→ **YOUR OBJECTIVE**: Repeat the whole of the data, keeping every detail the same.

→ **RECORDS FOR PROCESSING**:
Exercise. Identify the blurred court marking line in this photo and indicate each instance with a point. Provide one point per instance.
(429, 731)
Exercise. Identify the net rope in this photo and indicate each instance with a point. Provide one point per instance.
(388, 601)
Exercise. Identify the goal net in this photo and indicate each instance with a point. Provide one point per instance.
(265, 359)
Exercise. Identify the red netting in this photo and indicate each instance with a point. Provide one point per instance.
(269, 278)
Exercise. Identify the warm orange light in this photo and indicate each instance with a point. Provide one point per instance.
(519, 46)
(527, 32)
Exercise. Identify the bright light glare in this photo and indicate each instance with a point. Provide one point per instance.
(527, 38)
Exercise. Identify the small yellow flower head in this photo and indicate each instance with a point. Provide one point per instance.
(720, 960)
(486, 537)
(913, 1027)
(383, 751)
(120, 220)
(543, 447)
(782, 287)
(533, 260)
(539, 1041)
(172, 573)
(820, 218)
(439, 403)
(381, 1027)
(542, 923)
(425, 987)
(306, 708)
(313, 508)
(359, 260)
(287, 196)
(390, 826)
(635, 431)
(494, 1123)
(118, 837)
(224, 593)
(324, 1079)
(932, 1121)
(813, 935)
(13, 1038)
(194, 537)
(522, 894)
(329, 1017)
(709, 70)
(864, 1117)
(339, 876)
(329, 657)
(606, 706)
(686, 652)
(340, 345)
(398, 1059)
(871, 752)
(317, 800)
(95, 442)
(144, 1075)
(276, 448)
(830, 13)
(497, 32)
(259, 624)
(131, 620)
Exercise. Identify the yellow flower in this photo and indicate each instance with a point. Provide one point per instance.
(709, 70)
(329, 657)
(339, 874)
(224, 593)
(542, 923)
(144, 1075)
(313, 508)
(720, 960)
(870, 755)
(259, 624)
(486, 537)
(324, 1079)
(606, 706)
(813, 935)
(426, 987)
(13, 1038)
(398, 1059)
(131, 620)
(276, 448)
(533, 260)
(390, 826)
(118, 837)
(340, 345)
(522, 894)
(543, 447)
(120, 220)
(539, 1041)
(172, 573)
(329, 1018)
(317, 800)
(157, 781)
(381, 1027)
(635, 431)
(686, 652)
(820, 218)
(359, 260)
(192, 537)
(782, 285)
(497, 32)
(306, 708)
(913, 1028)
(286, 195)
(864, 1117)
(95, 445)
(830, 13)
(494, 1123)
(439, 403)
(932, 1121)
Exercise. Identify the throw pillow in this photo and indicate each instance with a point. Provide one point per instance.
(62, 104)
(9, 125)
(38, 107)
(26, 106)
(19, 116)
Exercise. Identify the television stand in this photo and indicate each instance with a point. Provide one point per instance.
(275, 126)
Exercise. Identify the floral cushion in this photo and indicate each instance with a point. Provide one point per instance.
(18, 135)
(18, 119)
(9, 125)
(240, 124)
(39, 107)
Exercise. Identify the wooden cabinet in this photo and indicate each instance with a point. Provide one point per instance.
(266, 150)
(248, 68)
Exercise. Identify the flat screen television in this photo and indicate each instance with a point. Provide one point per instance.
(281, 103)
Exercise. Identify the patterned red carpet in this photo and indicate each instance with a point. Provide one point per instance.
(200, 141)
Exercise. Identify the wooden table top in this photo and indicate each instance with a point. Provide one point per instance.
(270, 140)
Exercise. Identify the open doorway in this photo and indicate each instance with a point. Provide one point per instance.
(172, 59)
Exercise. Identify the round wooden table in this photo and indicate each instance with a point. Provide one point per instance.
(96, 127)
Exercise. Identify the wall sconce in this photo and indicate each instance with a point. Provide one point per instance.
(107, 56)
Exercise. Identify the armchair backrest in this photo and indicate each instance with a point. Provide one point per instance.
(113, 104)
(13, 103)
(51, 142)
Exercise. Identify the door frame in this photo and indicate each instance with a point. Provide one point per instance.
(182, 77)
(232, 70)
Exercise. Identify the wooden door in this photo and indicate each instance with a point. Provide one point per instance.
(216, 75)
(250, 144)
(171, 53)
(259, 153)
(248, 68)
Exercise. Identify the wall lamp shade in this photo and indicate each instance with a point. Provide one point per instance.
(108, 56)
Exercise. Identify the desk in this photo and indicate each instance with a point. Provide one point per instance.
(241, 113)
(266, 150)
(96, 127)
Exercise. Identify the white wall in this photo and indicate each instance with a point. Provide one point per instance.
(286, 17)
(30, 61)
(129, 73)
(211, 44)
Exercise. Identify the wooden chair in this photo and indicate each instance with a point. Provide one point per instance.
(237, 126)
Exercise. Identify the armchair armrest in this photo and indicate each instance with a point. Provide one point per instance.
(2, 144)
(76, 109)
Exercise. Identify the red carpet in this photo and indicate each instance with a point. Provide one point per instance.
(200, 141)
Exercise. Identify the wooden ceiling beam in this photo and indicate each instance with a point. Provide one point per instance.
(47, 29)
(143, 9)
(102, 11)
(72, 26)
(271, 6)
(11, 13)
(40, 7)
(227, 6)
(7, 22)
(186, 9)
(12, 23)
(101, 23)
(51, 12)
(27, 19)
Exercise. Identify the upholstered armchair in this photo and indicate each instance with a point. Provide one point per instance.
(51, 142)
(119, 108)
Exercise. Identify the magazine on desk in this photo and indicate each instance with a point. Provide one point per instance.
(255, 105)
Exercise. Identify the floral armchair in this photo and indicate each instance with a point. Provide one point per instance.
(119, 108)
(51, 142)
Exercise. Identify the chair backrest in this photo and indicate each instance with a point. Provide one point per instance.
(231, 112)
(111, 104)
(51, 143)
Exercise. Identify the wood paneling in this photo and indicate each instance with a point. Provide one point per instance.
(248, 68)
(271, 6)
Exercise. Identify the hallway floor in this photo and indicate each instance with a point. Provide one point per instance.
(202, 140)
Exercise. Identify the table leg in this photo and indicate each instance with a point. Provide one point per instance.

→ **WRITTEN ANSWER**:
Exercise. Identify the blurred court marking line in this photo and indicate each instance with a point. Provide one point per instance.
(429, 731)
Exercise. Identify the net rope in this photo and indicate each instance with a point. Provide one point per instance.
(388, 601)
Exercise. Identify the goal net in this photo and indicate each instance with a point. Provide one point per instance.
(265, 359)
Exercise. Identify the red netting in this photo and indicate each instance with a point. Provide one point per instance.
(269, 278)
Exercise. Identify the warm orange light in this photo and indicate each instance with a point. Provide one point per instance.
(519, 46)
(527, 32)
Exercise. Identify the bright light glare in this photo and indicate each instance with a point. Provide one point per instance.
(527, 38)
Exercise. Identify the small yellow flower head in this photo and indicate each instance with a point. Provide one point per instance.
(720, 960)
(486, 537)
(913, 1027)
(383, 751)
(120, 220)
(543, 447)
(782, 287)
(533, 260)
(539, 1041)
(172, 573)
(820, 218)
(439, 403)
(381, 1027)
(542, 923)
(425, 987)
(306, 708)
(313, 508)
(359, 260)
(287, 196)
(390, 826)
(635, 431)
(494, 1123)
(118, 837)
(224, 593)
(324, 1079)
(932, 1121)
(813, 935)
(13, 1038)
(194, 537)
(522, 894)
(329, 1017)
(709, 70)
(864, 1117)
(339, 876)
(329, 657)
(606, 706)
(686, 652)
(340, 345)
(398, 1059)
(871, 752)
(317, 800)
(95, 442)
(144, 1075)
(276, 448)
(830, 13)
(497, 32)
(259, 624)
(131, 620)
Exercise. Identify the yellow flower in this photo and indicate each instance with a point. Provide one point per instance.
(709, 70)
(329, 657)
(339, 874)
(224, 593)
(542, 923)
(144, 1075)
(313, 508)
(720, 960)
(870, 755)
(259, 624)
(486, 537)
(324, 1079)
(606, 706)
(813, 935)
(426, 987)
(13, 1038)
(398, 1059)
(131, 620)
(276, 448)
(533, 260)
(390, 826)
(118, 837)
(340, 345)
(522, 894)
(543, 447)
(120, 220)
(539, 1041)
(172, 573)
(329, 1018)
(317, 800)
(157, 781)
(381, 1027)
(635, 431)
(686, 652)
(820, 218)
(359, 260)
(192, 537)
(782, 285)
(497, 32)
(306, 708)
(913, 1028)
(286, 195)
(864, 1117)
(95, 445)
(830, 13)
(494, 1123)
(439, 403)
(932, 1121)
Exercise. Identify the throw pillow in this photo and indicate each instance with a point. Provide one point per instance.
(62, 104)
(9, 125)
(38, 107)
(26, 106)
(19, 116)
Exercise. Identify the television stand in this photo and indicate each instance with a point. Provide one point per instance.
(275, 126)
Exercise. Identify the floral cushion in this photo and indicate each instance with a point. Provide one point per instance.
(18, 135)
(18, 119)
(9, 125)
(240, 124)
(39, 107)
Exercise. Identify the wooden cabinet in this photo and indicate each instance with a point. Provide one point per instance.
(266, 150)
(248, 68)
Exercise. Identify the flat screen television in this photo and indicate each instance with a point. Provide one point per instance.
(281, 103)
Exercise. Identify the patterned red carpet in this photo and indicate each instance with a point. Provide one point per instance.
(200, 141)
Exercise. Identify the wooden table top in this photo and indicate each instance with a point. Provide one point per instance.
(270, 140)
Exercise. Identify the open doorway in this photo and indicate each instance with a point. Provide one point per instance.
(172, 59)
Exercise. Identify the round wooden table in this photo and indicate each instance with a point. Provide one point per instance.
(96, 127)
Exercise. Identify the wall sconce in this photo and indicate each instance with a point. Provide one point per instance.
(107, 56)
Exercise. Identify the armchair backrest in this photo and indicate each instance with a point. Provide one point per instance.
(113, 104)
(13, 103)
(51, 142)
Exercise. Identify the door frame in this photo and indicate each instance with a point. Provide one point per instance.
(182, 77)
(232, 70)
Exercise. Identify the wooden door in this photo and indicate each instance with a point. Provide one point per instance.
(216, 75)
(250, 144)
(171, 53)
(259, 153)
(248, 68)
Exercise. Identify the wall lamp shade in this photo and indicate each instance with a point. Provide one point per instance.
(108, 56)
Exercise. Identify the desk in this photo and indicate each instance with a point. Provide one point per instance.
(241, 113)
(266, 150)
(96, 127)
Exercise. Identify the white wall in this photo and indicate each instance with a point. Provide one point per instance.
(286, 17)
(30, 61)
(129, 73)
(211, 44)
Exercise. Identify the wooden chair in this photo and indicate each instance with a point. Provide one point per instance.
(237, 126)
Exercise. Identify the armchair armrest in this photo and indicate each instance with a point. Provide one point per instance.
(2, 144)
(76, 109)
Exercise. Identify the red carpet in this photo and indicate each instance with a point. Provide one point per instance.
(200, 141)
Exercise. Identify the wooden ceiling beam in this photo and indicate each instance with a point. Provide one point per instance.
(47, 29)
(143, 9)
(102, 11)
(72, 26)
(271, 6)
(11, 13)
(40, 7)
(227, 6)
(7, 22)
(186, 9)
(12, 23)
(101, 23)
(51, 12)
(27, 19)
Exercise. Identify the upholstered armchair in this photo and indicate each instance with a point. Provide one point per instance.
(51, 142)
(119, 108)
Exercise. Identify the magazine on desk in this photo and indicate each instance with a point. Provide one point per instance.
(255, 105)
Exercise. Identify the floral armchair in this photo and indicate each instance with a point. Provide one point per instance.
(119, 108)
(51, 142)
Exercise. Identify the chair backrest in this photo and indicate each instance with a point. Provide one point per instance.
(231, 112)
(111, 104)
(51, 143)
Exercise. Identify the wood paneling in this photo and indicate each instance with a point. Provide one point per instance.
(248, 68)
(271, 6)
Exercise. Identify the hallway floor in this photo and indicate each instance with a point. Provide one point per instance.
(202, 140)
Exercise. Identify the table leg in this photo and indicate each instance with a point. Provide one point per instance.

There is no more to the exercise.